■ Goal: Write out each line beneath this one exactly as it reads.

-- BEGIN Rows --

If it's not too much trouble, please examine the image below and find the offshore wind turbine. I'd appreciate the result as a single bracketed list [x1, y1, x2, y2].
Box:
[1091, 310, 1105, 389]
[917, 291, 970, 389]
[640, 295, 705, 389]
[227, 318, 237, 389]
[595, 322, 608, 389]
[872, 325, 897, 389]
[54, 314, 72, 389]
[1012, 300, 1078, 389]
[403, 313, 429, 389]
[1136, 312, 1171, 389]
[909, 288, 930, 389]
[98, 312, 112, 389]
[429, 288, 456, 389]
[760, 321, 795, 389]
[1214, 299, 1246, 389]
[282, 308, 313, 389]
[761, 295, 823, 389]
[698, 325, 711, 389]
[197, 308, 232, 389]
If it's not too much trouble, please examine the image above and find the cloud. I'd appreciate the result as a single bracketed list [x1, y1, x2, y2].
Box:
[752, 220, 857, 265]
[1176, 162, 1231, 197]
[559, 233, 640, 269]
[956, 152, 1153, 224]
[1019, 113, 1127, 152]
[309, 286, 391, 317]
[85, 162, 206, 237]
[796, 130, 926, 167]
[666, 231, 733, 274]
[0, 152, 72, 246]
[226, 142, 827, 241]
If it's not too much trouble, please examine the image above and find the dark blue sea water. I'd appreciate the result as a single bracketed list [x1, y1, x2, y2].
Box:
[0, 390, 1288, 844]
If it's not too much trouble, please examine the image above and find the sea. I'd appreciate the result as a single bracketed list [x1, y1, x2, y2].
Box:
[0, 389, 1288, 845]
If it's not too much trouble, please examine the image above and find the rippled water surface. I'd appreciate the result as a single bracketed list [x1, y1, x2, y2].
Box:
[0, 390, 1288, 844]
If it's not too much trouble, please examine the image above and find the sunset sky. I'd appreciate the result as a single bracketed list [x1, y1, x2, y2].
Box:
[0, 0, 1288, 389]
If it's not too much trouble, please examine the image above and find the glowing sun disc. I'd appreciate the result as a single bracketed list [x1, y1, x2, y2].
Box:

-- END Rows --

■ Task solution:
If it's not too much trouble, please examine the image below and find the offshore wind turbine. I'd appreciate the result as a single bracketed list [x1, y1, x2, y2].
Box:
[1091, 310, 1105, 389]
[917, 291, 970, 389]
[640, 295, 705, 389]
[227, 318, 237, 389]
[595, 322, 608, 389]
[872, 325, 897, 389]
[54, 314, 72, 389]
[1012, 300, 1078, 389]
[403, 313, 429, 389]
[1136, 312, 1171, 389]
[909, 288, 930, 389]
[98, 312, 112, 389]
[429, 288, 456, 389]
[760, 321, 795, 389]
[1214, 299, 1246, 389]
[282, 308, 313, 389]
[761, 295, 823, 389]
[698, 325, 711, 389]
[197, 308, 232, 389]
If it's not too much trouble, please examine the image above and find the cloud. I'd appreciate the result as a single bracketed list [x1, y1, x2, y2].
Box:
[752, 220, 857, 265]
[1176, 162, 1231, 197]
[559, 233, 640, 269]
[956, 152, 1153, 224]
[1019, 113, 1127, 152]
[309, 286, 391, 317]
[85, 162, 206, 237]
[796, 130, 926, 167]
[666, 231, 733, 274]
[0, 152, 72, 246]
[226, 142, 827, 241]
If it's not too much trouble, please examine the image above and find the dark blue sea water. I'd appreciate the result as a single bracketed list [x1, y1, x2, y2].
Box:
[0, 390, 1288, 844]
If it's not too much trouble, please examine the image above and find the sea. I'd appreciate the result as a single bracketed list [x1, y1, x2, y2].
Box:
[0, 389, 1288, 845]
If it's not too much trouble, please examine the image above and find the rippled water surface. I'd appreciate the result as a single bracketed list [x1, y1, x2, y2].
Box:
[0, 390, 1288, 844]
If it's not too much trouble, please examine the image above and find the sunset sky. I'd appreciate the result as a single bracketed list [x1, y1, x2, y2].
Box:
[0, 0, 1288, 389]
If it's not too much trouble, please examine the image above and find the glowing sun disc. I'd appreciate the result as a single bracketed list [x1, y1, x2, y2].
Box:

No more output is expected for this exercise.